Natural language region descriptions
----------

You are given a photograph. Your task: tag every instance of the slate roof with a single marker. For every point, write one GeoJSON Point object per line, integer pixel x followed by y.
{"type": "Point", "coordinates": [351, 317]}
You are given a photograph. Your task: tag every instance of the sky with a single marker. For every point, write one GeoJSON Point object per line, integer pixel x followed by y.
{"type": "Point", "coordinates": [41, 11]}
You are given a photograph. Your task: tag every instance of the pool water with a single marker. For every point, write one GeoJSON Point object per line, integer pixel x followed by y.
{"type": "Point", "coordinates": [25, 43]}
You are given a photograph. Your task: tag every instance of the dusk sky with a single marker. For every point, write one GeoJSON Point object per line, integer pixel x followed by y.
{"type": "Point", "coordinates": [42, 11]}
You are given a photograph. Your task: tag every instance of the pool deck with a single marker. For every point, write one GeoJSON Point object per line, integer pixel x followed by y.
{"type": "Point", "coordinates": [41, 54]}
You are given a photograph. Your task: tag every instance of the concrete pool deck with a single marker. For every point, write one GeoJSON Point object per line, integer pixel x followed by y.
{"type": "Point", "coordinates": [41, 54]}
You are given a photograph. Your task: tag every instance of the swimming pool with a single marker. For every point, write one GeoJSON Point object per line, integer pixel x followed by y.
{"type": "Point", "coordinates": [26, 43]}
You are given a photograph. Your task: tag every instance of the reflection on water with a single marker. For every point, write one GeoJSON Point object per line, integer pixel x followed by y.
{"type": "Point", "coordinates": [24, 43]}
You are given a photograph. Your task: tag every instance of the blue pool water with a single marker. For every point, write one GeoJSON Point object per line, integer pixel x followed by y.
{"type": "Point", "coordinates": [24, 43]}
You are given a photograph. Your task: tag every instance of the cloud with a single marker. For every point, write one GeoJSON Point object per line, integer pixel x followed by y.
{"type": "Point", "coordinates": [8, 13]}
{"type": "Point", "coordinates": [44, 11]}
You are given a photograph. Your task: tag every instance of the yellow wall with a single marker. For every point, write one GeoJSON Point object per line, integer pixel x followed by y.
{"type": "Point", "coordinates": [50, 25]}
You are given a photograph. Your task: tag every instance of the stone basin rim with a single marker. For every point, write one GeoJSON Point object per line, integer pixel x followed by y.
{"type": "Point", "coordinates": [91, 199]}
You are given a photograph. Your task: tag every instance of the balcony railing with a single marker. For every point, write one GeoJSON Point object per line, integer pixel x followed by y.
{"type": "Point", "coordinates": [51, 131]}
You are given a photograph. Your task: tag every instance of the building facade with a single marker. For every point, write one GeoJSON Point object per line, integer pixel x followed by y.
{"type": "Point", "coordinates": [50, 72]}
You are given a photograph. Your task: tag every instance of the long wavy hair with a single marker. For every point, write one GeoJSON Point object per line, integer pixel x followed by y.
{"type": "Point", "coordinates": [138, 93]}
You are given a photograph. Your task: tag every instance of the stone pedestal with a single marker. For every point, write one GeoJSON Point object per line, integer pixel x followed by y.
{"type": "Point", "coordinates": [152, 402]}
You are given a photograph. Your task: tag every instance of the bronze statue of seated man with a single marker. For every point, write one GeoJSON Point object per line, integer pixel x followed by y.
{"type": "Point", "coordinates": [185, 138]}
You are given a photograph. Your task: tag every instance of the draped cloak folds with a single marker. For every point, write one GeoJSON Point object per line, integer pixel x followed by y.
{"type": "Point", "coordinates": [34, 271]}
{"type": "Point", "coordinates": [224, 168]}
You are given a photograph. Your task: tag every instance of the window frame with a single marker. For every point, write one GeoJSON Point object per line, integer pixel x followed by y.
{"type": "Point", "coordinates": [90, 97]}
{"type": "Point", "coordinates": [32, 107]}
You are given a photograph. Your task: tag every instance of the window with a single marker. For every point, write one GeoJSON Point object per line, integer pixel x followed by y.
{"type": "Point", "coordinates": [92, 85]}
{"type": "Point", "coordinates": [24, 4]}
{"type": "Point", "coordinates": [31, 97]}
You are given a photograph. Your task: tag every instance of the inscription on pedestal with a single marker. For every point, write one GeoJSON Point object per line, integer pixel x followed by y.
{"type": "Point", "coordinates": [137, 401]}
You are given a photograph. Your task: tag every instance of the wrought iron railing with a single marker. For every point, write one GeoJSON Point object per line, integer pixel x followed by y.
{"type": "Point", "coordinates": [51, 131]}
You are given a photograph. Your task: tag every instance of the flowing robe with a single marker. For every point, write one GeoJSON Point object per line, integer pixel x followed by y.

----------

● **DIRECTIONS**
Once the records end, copy them all again exactly.

● **FINISHED EXERCISE**
You are given a photograph. Your task: tag every instance of the slate roof with a single marker. For every point, write one GeoJSON Point object per line, integer pixel x followed by y.
{"type": "Point", "coordinates": [351, 317]}
You are given a photograph. Your task: tag every instance of the sky with a single marker. For every point, write one GeoJSON Point object per line, integer pixel x followed by y.
{"type": "Point", "coordinates": [41, 11]}
You are given a photograph. Your task: tag every instance of the pool water with a single marker. For every point, write one GeoJSON Point object per line, integer pixel x followed by y.
{"type": "Point", "coordinates": [25, 43]}
You are given a photograph. Your task: tag every instance of the dusk sky with a single marker. For every point, write one GeoJSON Point object per line, integer pixel x followed by y.
{"type": "Point", "coordinates": [42, 11]}
You are given a photograph. Your task: tag every instance of the pool deck with a single marker. For every point, write one GeoJSON Point object per line, integer pixel x followed by y.
{"type": "Point", "coordinates": [41, 54]}
You are given a photograph. Your task: tag every instance of the concrete pool deck with a single marker. For every point, write one GeoJSON Point object per line, integer pixel x followed by y.
{"type": "Point", "coordinates": [41, 54]}
You are given a photograph. Your task: tag every instance of the swimming pool with a single marker. For every point, write one GeoJSON Point object per line, integer pixel x followed by y.
{"type": "Point", "coordinates": [26, 43]}
You are given a photograph. Your task: tag every instance of the reflection on water with a single marker. For every point, write one GeoJSON Point object per line, integer pixel x followed by y.
{"type": "Point", "coordinates": [24, 43]}
You are given a photograph. Your task: tag every instance of the blue pool water with a single marker. For every point, write one GeoJSON Point object per line, integer pixel x followed by y.
{"type": "Point", "coordinates": [24, 43]}
You are given a photograph. Your task: tag every instance of the cloud with a single marker. For every point, write one GeoJSON Point object per line, integer pixel x followed by y.
{"type": "Point", "coordinates": [8, 13]}
{"type": "Point", "coordinates": [44, 11]}
You are given a photograph. Your task: tag every instance of the yellow wall with a single marker. For every point, write one GeoJSON Point object per line, integer pixel x followed by y.
{"type": "Point", "coordinates": [50, 25]}
You are given a photograph. Your task: tag every instance of the stone basin rim with a single marker. For every point, write one GeoJSON Point object per line, integer pixel x followed by y.
{"type": "Point", "coordinates": [91, 199]}
You are given a photograph. Your task: tag every instance of the balcony railing with a single marker. For every point, write one GeoJSON Point object per line, integer pixel x followed by y.
{"type": "Point", "coordinates": [51, 131]}
You are given a photograph. Your task: tag every instance of the building facade with a single marker. For every point, write one GeoJSON Point object per line, integer pixel x followed by y.
{"type": "Point", "coordinates": [50, 72]}
You are given a photograph. Your task: tag every instance of the long wavy hair with a single marker. For every point, write one GeoJSON Point object per line, integer pixel x followed by y.
{"type": "Point", "coordinates": [138, 93]}
You are given a photograph. Your task: tag every instance of the stone pedestal with a single marker. For every point, write one GeoJSON Point object per line, integer pixel x followed by y.
{"type": "Point", "coordinates": [152, 402]}
You are given a photograph. Your task: tag every instance of the bronze statue of seated man with a single marker. For every point, write one GeoJSON Point object per line, integer pixel x followed by y.
{"type": "Point", "coordinates": [185, 138]}
You are given a photograph. Your task: tag every instance of the draped cloak folds with a single marker. For every point, write one GeoJSON Point object per line, integer pixel x followed by y.
{"type": "Point", "coordinates": [34, 271]}
{"type": "Point", "coordinates": [224, 168]}
You are given a photograph. Your task: tag every instance of the window frame with a single marker. For every point, write one GeoJSON Point object per line, integer pixel x followed by y.
{"type": "Point", "coordinates": [90, 97]}
{"type": "Point", "coordinates": [32, 107]}
You are given a photograph. Your task: tag every instance of the window with a single marker. For every point, write one GeoJSON Point object per line, integer pixel x followed by y.
{"type": "Point", "coordinates": [92, 85]}
{"type": "Point", "coordinates": [24, 4]}
{"type": "Point", "coordinates": [31, 97]}
You are given a photograph. Your task: tag every instance of the inscription on pedestal with a single marker. For every point, write one GeoJSON Point object per line, integer pixel x followed by y.
{"type": "Point", "coordinates": [137, 401]}
You are given a photograph. Your task: tag every instance of the wrought iron railing with a single marker. For every point, write one GeoJSON Point object per line, integer pixel x followed by y.
{"type": "Point", "coordinates": [51, 131]}
You are given a photograph. Your task: tag every instance of the flowing robe with a single marker. For every point, write one GeoJSON Point object per line, integer pixel x followed by y.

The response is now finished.